**Given text**

=======

Undertonic Lamentations

sometimes i should just die,
cease to affect those around me.


hello darlings.
i decided to be a bit more myself today. that is, emo. i dont know whats wrong with me ever since i stepped into my house. i wanted to go out to meet Ilona for a chat and probably a movie. but no, i couldn't bring myself to go out. firstly, i had tonnes of dejecting revision stacks on POA to flip through, thoroughly. and i know that there are people who are enjoying themselves right now as i cuddle up ever so cosily in bed to revise how to do an adjustment for depreciation. something to speak of today that is fun.

today, i met Madalene for lunch. we went to Holland. talked a lot! ha. it was fine. i felt really tired. somehow. i know it didnt translate in terms of body language Maddie, but yeah i was. anyways. i came home and was supposed to meet Lona in town to watch Sex And The City. who the hell cares if i'm not 18. like hello i've snug in, like no one has ever done so before? *rolls eyes*. anyways i ended up staying at home. so so so very comfy. (: very sarcastic too..

i dont have much to say today. tennis was fun today. we learnt the right surfing. like finally. but i'll need a lottt of practice. hah. oh yeah. erm. GSS is on. havent shopped my fill. obviously. it lasts for 2 frickkin months! i feel the urge to get a pair of jeans. i dont know who would be so uber nice to accompany me, but i'd love someone to.....tomorrow. (:

i feel like i've lost touch with my dears. Johanna! Weijin, all so far away. i miss you guys. )): dearly. even though i've never met Jo, i still find a part of me not right. i wanted to say "incomplete" but thats not the right word to describe it. hah.

shalt end here. long and draggy boring post toady. blog hits are starting to fall. inadvertently. ahh. whatever.

=======

**What you are asked to do**
Set down the entire blog post titled "Undertonic Lamentations" word for word, without any changes. The data that comes after this blog post is not needed.

**Entries provided**

=======

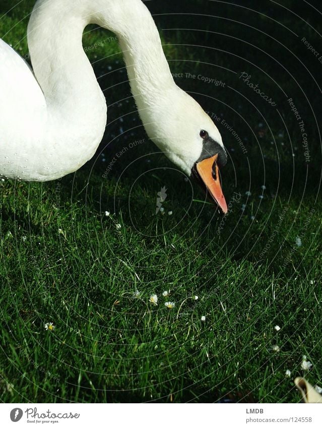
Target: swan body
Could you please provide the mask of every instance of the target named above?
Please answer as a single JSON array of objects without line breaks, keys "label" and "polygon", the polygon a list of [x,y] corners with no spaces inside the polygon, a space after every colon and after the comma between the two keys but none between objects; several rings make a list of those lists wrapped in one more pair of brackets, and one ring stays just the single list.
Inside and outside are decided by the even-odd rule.
[{"label": "swan body", "polygon": [[[140,117],[164,154],[189,175],[194,170],[210,176],[194,168],[206,158],[214,165],[224,164],[217,128],[174,83],[156,26],[141,0],[38,0],[27,33],[32,71],[0,39],[0,174],[53,180],[77,170],[94,154],[107,109],[82,45],[84,29],[91,23],[118,36]],[[209,183],[204,184],[212,195]],[[222,194],[212,196],[220,206]]]}]

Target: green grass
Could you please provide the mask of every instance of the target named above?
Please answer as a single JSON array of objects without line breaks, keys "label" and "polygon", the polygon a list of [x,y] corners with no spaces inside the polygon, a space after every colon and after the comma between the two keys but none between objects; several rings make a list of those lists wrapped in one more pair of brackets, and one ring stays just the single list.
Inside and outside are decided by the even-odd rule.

=======

**Task output**
Undertonic Lamentations

sometimes i should just die,
cease to affect those around me.


hello darlings.
i decided to be a bit more myself today. that is, emo. i dont know whats wrong with me ever since i stepped into my house. i wanted to go out to meet Ilona for a chat and probably a movie. but no, i couldn't bring myself to go out. firstly, i had tonnes of dejecting revision stacks on POA to flip through, thoroughly. and i know that there are people who are enjoying themselves right now as i cuddle up ever so cosily in bed to revise how to do an adjustment for depreciation. something to speak of today that is fun.

today, i met Madalene for lunch. we went to Holland. talked a lot! ha. it was fine. i felt really tired. somehow. i know it didnt translate in terms of body language Maddie, but yeah i was. anyways. i came home and was supposed to meet Lona in town to watch Sex And The City. who the hell cares if i'm not 18. like hello i've snug in, like no one has ever done so before? *rolls eyes*. anyways i ended up staying at home. so so so very comfy. (: very sarcastic too..

i dont have much to say today. tennis was fun today. we learnt the right surfing. like finally. but i'll need a lottt of practice. hah. oh yeah. erm. GSS is on. havent shopped my fill. obviously. it lasts for 2 frickkin months! i feel the urge to get a pair of jeans. i dont know who would be so uber nice to accompany me, but i'd love someone to.....tomorrow. (:

i feel like i've lost touch with my dears. Johanna! Weijin, all so far away. i miss you guys. )): dearly. even though i've never met Jo, i still find a part of me not right. i wanted to say "incomplete" but thats not the right word to describe it. hah.

shalt end here. long and draggy boring post toady. blog hits are starting to fall. inadvertently. ahh. whatever.